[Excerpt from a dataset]

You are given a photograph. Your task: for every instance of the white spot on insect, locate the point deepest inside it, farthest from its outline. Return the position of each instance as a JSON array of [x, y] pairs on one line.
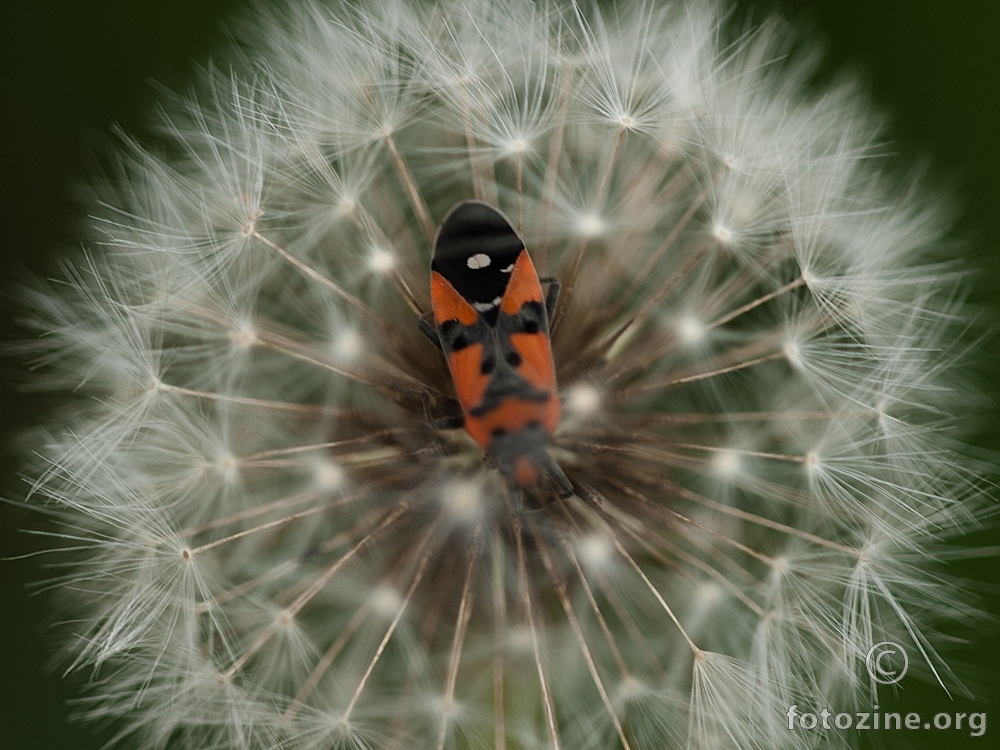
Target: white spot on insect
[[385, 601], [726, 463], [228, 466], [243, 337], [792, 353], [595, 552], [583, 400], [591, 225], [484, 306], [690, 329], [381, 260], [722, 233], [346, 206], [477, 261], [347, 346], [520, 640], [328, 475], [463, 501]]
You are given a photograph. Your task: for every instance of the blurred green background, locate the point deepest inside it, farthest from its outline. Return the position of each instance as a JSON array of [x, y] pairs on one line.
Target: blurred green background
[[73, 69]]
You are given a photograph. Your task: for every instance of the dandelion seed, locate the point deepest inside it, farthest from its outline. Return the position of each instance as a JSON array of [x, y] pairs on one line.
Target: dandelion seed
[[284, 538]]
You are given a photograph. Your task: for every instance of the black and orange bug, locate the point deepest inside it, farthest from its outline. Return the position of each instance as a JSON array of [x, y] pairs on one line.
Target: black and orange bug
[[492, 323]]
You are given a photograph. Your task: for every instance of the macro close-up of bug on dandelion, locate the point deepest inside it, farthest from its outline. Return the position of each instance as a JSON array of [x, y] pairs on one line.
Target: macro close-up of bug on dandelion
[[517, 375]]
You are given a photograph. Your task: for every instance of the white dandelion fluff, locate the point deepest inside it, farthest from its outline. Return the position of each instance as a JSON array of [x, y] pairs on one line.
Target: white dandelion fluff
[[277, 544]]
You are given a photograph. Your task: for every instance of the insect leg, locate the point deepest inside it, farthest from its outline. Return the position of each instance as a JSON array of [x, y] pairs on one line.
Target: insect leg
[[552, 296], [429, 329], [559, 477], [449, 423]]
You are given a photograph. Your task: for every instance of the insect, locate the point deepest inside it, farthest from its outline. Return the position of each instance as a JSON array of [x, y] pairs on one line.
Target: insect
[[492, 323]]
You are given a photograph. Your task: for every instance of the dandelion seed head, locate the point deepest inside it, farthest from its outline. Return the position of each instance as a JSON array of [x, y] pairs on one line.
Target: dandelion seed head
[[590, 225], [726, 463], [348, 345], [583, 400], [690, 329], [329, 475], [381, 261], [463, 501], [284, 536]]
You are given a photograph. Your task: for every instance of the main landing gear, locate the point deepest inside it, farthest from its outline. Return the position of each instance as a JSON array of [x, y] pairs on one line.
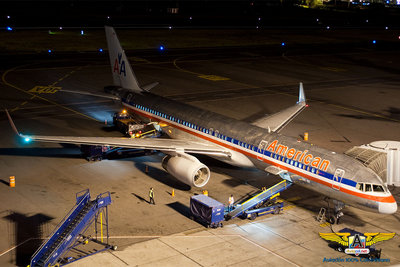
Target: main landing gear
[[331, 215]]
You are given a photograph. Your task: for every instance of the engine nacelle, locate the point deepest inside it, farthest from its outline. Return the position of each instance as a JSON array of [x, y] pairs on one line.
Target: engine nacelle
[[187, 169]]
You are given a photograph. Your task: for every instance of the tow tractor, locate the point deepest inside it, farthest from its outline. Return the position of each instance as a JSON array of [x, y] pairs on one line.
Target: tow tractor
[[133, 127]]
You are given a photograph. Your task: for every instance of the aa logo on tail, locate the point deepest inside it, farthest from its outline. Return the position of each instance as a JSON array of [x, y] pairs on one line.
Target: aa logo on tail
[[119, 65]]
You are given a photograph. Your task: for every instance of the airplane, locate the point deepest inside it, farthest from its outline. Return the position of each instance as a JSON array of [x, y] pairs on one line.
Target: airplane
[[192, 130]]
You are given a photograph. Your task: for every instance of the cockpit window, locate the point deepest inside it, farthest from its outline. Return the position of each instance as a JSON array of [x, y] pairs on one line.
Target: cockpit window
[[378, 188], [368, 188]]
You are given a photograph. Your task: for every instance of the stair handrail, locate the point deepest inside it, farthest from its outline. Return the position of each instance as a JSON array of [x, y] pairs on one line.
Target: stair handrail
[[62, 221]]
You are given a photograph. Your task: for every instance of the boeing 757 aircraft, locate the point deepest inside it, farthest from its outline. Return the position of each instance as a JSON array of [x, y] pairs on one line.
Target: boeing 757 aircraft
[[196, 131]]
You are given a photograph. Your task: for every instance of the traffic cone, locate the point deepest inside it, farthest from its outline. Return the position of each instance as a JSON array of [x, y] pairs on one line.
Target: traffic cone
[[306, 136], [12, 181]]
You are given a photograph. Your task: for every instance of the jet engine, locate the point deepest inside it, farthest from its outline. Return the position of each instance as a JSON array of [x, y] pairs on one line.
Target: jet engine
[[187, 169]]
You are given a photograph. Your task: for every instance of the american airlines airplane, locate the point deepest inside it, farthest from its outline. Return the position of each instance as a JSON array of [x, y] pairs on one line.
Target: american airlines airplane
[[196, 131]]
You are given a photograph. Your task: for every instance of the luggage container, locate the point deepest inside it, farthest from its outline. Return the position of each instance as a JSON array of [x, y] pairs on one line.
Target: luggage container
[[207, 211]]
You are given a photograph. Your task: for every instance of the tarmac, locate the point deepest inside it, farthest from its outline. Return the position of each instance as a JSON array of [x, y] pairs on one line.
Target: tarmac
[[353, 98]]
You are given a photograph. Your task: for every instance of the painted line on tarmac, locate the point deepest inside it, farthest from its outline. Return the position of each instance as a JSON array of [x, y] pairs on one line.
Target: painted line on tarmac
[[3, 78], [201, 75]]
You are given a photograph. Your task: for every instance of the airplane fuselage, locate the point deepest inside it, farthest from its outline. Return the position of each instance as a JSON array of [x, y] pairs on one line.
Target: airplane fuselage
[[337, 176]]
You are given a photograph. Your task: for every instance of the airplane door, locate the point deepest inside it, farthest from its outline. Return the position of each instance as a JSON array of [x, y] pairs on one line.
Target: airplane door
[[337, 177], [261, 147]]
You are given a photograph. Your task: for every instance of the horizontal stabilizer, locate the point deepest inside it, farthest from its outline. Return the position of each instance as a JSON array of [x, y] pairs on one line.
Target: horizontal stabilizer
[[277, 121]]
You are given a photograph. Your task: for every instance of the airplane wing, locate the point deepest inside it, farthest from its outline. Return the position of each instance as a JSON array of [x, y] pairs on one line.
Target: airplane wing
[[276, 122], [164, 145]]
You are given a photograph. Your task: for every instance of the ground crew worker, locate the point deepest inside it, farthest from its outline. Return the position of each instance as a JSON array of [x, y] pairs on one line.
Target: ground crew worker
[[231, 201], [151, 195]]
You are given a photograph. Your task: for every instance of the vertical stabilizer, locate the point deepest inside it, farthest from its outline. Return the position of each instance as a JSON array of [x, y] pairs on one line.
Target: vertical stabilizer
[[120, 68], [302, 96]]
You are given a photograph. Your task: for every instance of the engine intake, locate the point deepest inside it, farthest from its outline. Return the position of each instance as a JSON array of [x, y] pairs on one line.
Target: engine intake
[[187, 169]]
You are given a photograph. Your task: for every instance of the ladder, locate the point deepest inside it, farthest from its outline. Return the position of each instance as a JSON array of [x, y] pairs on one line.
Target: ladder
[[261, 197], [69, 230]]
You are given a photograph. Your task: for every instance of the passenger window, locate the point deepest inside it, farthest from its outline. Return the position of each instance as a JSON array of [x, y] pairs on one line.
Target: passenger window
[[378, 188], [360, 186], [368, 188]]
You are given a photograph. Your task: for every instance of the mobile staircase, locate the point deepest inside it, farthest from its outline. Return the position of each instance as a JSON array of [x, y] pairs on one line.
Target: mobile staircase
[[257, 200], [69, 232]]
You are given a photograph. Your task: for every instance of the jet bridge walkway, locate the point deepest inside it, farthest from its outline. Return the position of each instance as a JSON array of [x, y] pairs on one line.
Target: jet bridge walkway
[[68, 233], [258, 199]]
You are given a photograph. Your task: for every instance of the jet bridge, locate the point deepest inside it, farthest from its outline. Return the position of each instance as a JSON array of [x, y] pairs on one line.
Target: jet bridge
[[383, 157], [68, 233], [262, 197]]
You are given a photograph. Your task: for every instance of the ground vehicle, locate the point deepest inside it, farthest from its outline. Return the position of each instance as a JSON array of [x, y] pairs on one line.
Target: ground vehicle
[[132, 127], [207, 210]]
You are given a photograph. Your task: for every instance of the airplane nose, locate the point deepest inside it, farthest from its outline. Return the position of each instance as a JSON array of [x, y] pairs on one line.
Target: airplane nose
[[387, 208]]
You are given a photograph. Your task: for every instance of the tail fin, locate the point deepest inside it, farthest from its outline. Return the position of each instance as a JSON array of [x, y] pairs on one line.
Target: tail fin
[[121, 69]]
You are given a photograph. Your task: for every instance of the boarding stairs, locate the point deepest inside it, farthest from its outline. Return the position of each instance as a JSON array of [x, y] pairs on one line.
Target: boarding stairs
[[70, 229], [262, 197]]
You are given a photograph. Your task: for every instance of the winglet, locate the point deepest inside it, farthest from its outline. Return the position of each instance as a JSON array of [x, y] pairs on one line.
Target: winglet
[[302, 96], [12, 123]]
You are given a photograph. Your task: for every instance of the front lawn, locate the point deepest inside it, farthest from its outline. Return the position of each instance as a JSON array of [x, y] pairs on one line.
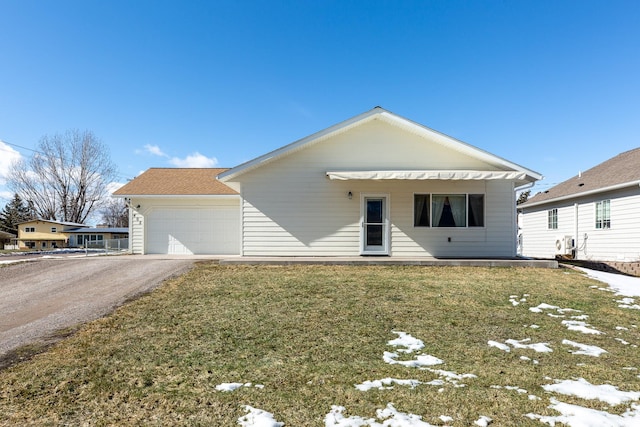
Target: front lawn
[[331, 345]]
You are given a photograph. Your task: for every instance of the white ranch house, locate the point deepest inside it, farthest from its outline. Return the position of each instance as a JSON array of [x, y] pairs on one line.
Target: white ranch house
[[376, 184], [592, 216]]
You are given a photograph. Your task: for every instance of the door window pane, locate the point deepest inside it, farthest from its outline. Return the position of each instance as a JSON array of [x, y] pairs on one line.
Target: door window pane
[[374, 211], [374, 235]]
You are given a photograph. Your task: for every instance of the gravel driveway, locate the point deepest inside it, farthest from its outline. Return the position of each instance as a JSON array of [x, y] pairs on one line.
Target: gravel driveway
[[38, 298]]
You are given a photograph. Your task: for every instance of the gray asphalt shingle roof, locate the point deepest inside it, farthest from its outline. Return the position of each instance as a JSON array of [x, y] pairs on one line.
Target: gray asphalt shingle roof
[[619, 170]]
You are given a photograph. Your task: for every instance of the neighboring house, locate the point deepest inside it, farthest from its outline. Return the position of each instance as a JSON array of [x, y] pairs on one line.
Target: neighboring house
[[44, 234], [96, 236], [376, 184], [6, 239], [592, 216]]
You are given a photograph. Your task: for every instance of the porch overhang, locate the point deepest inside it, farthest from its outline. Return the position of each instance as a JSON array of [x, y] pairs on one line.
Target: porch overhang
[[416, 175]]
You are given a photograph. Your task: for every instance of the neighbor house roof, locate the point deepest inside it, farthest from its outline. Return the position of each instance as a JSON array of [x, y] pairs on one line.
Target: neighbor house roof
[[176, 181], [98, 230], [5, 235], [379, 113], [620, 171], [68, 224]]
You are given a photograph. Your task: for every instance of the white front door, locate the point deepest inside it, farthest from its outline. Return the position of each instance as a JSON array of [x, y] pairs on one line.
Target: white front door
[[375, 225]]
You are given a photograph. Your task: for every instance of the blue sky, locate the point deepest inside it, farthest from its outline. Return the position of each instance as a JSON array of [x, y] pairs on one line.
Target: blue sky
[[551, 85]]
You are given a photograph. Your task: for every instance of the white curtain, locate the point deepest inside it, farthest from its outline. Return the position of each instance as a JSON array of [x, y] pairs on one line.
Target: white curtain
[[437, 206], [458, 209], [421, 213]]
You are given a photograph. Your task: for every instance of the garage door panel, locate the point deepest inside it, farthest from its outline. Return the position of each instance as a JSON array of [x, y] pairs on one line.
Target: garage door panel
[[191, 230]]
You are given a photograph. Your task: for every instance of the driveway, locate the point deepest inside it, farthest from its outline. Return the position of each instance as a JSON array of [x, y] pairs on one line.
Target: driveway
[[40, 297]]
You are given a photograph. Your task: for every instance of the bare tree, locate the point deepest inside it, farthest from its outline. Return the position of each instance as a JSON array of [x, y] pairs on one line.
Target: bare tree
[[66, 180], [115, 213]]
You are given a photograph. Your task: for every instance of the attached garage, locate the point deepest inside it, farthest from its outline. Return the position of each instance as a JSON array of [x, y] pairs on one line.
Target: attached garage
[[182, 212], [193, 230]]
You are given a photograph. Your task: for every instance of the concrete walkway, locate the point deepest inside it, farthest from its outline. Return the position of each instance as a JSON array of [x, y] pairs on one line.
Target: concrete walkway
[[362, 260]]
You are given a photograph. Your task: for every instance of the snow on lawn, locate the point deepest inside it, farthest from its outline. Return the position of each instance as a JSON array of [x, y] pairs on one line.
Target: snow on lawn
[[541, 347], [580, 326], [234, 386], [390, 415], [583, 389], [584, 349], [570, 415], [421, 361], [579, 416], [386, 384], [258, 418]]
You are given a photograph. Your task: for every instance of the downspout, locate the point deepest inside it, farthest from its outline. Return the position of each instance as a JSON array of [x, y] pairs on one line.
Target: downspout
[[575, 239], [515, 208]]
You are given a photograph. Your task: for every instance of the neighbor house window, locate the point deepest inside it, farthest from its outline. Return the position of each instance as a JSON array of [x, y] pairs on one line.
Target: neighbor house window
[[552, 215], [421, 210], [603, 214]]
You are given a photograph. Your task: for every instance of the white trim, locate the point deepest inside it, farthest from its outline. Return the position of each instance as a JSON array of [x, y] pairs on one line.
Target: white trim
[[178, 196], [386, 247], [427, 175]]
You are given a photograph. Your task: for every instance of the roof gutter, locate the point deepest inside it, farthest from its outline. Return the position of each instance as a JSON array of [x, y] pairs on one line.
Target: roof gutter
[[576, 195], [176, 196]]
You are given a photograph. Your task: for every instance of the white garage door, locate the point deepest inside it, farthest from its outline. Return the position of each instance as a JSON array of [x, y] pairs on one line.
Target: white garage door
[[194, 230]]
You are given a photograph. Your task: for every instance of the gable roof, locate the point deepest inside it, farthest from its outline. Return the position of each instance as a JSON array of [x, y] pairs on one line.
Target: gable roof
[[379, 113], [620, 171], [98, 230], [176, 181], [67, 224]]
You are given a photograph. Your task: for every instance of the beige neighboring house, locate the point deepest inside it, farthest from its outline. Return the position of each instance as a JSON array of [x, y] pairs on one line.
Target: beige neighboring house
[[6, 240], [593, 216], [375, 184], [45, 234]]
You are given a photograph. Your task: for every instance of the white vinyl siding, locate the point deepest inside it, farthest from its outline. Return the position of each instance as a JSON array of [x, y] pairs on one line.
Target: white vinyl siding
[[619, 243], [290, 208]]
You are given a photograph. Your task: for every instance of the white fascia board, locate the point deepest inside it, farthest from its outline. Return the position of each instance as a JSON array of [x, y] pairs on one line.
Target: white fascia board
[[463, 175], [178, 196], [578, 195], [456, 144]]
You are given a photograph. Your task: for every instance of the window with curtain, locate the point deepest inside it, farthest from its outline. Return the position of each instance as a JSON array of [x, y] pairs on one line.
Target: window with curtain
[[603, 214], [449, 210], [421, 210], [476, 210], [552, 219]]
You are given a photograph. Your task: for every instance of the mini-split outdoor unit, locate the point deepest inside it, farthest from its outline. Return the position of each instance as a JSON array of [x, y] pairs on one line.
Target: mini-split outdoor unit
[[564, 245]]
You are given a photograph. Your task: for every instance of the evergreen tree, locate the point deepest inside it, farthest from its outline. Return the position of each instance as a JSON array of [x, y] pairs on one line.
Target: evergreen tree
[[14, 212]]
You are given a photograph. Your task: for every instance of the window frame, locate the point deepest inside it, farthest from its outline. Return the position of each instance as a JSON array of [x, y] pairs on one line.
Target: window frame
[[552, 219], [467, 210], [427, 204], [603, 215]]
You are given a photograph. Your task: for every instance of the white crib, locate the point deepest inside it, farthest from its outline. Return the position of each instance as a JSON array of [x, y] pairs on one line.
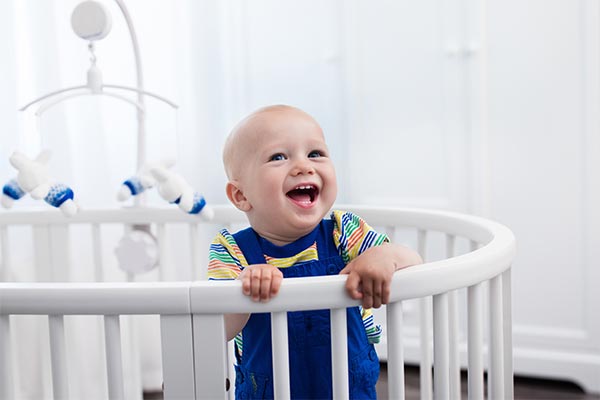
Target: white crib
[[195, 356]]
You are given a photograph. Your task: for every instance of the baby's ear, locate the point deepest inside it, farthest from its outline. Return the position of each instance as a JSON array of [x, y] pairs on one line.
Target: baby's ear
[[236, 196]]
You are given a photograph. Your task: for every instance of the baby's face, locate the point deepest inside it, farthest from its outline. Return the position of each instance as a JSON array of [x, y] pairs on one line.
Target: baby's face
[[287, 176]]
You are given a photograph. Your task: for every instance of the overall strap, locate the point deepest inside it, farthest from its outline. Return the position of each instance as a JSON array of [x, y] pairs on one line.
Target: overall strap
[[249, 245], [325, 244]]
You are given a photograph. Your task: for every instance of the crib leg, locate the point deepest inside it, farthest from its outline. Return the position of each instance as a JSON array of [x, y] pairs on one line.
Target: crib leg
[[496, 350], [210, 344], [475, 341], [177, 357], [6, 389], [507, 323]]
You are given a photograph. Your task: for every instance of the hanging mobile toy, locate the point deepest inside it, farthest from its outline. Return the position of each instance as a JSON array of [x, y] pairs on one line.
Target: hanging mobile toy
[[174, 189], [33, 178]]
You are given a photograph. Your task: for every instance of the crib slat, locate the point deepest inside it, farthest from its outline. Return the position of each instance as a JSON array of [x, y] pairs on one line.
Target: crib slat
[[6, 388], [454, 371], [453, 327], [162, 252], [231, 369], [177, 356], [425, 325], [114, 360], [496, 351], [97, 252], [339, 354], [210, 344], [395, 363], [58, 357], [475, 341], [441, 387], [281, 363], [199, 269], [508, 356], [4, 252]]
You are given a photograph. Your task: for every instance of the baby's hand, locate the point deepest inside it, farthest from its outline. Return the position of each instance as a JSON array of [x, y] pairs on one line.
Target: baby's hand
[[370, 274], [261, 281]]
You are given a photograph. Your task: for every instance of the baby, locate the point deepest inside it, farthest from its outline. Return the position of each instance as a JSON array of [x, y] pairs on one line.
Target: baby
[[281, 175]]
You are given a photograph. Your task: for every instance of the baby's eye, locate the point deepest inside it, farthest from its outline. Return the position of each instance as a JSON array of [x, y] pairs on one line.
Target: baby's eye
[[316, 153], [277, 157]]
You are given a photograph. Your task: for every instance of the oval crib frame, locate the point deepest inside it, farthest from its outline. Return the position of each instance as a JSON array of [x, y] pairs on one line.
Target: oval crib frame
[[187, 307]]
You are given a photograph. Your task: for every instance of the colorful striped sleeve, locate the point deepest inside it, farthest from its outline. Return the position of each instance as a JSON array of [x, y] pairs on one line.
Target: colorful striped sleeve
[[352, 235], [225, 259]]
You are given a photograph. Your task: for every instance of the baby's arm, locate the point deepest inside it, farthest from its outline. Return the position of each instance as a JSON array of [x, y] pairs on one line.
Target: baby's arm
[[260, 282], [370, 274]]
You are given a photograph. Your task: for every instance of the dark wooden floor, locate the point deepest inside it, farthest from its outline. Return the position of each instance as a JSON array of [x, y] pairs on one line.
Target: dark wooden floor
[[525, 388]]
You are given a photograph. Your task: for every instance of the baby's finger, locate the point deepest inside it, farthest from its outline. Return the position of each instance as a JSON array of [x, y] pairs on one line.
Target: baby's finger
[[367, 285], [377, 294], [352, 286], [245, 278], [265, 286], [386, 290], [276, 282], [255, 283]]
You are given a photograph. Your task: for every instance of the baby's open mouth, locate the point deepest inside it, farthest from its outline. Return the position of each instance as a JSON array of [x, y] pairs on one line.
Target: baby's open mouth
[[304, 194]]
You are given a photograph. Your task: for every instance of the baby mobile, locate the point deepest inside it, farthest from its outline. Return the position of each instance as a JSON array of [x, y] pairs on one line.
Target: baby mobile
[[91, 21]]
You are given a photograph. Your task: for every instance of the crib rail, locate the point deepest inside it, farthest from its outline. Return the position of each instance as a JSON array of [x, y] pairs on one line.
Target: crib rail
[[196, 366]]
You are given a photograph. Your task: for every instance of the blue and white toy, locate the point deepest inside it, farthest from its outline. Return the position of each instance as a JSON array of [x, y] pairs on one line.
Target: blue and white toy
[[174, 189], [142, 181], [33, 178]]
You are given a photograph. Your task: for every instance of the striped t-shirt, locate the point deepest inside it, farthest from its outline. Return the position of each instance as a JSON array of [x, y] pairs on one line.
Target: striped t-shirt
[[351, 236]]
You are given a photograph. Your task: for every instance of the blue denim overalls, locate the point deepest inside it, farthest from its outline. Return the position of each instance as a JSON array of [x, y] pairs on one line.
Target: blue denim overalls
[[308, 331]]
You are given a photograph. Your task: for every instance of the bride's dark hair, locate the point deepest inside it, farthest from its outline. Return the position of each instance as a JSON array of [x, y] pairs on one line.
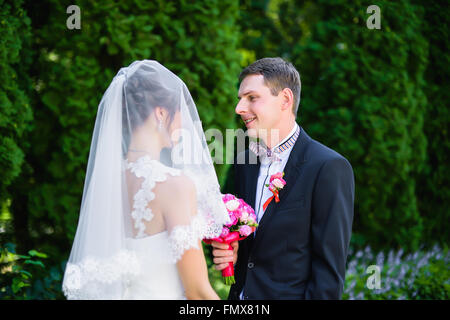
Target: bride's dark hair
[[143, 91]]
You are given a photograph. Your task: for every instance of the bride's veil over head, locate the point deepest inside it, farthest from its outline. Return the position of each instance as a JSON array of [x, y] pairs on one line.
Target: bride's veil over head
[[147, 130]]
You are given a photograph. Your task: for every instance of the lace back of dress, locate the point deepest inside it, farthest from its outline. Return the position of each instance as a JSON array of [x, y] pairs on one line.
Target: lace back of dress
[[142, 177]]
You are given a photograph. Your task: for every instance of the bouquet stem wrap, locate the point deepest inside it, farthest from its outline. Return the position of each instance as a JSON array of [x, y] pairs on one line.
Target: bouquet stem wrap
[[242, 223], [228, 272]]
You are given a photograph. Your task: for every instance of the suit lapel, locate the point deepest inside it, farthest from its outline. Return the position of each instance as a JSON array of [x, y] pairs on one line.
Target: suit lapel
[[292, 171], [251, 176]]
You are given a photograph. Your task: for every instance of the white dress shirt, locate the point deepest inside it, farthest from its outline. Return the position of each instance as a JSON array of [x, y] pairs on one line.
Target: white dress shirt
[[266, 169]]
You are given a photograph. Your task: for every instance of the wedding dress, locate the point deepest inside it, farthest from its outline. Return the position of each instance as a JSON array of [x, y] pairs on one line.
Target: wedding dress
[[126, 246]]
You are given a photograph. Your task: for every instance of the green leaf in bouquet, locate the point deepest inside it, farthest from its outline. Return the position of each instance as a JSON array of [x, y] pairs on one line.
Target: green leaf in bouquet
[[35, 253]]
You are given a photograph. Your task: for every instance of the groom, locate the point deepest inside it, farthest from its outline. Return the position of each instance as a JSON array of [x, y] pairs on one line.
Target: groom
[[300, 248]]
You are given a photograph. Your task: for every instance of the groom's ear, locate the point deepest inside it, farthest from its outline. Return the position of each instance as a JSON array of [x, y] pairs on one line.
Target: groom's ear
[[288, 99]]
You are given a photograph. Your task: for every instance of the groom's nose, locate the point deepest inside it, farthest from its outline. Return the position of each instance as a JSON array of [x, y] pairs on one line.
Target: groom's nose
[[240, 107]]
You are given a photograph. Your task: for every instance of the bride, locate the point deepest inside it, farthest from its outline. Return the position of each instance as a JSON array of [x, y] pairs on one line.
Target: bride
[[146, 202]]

== EXERCISE BRIEF ==
Render the stretch of the records above from the line containing "crib leg, locate" through the line containing "[[316, 153], [277, 157]]" as a Markdown table. Use two columns, Row for a running number and Line for the line itself, and skip any blank lines.

== REPLY ==
| Row | Line |
|---|---|
| 1 | You are given a photograph. Your task: for every instance of the crib leg, locate the point deepest inside it, farthest from its outline. Return the position of each instance as a JSON array of [x, y] pairs on one line. |
| 2 | Target: crib leg |
| 3 | [[496, 350], [210, 344], [475, 341], [177, 357], [6, 389], [507, 323]] |
| 4 | You are given a photograph. Your task: for every instance of the hanging mobile toy, locate the point deepest inside it, farthest from its outline. Return the position of each instance as a JSON array of [x, y] pairs on one line. |
| 5 | Target: hanging mobile toy |
| 6 | [[174, 189], [33, 178]] |
| 7 | You are given a photograph. Your task: for every instance of the crib slat, locate the point deepest inside it, farthest from its outline. Return the position of each instance as a JSON array of [x, y] pairs on one line. |
| 8 | Target: crib slat |
| 9 | [[6, 388], [454, 371], [453, 327], [162, 252], [231, 369], [177, 356], [425, 325], [114, 360], [496, 351], [97, 252], [339, 354], [210, 344], [395, 363], [58, 357], [475, 341], [441, 387], [281, 363], [199, 269], [508, 356], [4, 252]] |
| 10 | You are given a photograph. Your task: for every instance of the baby's hand, locate the point deepest inside it, farthest from its outline. Return the position of each instance as a JSON array of [x, y] pairs on one line. |
| 11 | Target: baby's hand |
| 12 | [[370, 274], [261, 281]] |
| 13 | You are given a photograph. Your task: for every instance of the baby, locate the point deepest inside it, farthest from its outline. Return the position of each instance as a JSON array of [x, y] pairs on one line. |
| 14 | Target: baby |
| 15 | [[281, 175]] |
| 16 | You are given a photograph. Your task: for every instance of the baby's eye, locate the point deepest inside it, farthest from its outline. Return the position of each instance as a JSON array of [x, y] pairs on one line. |
| 17 | Target: baby's eye |
| 18 | [[316, 153], [277, 157]] |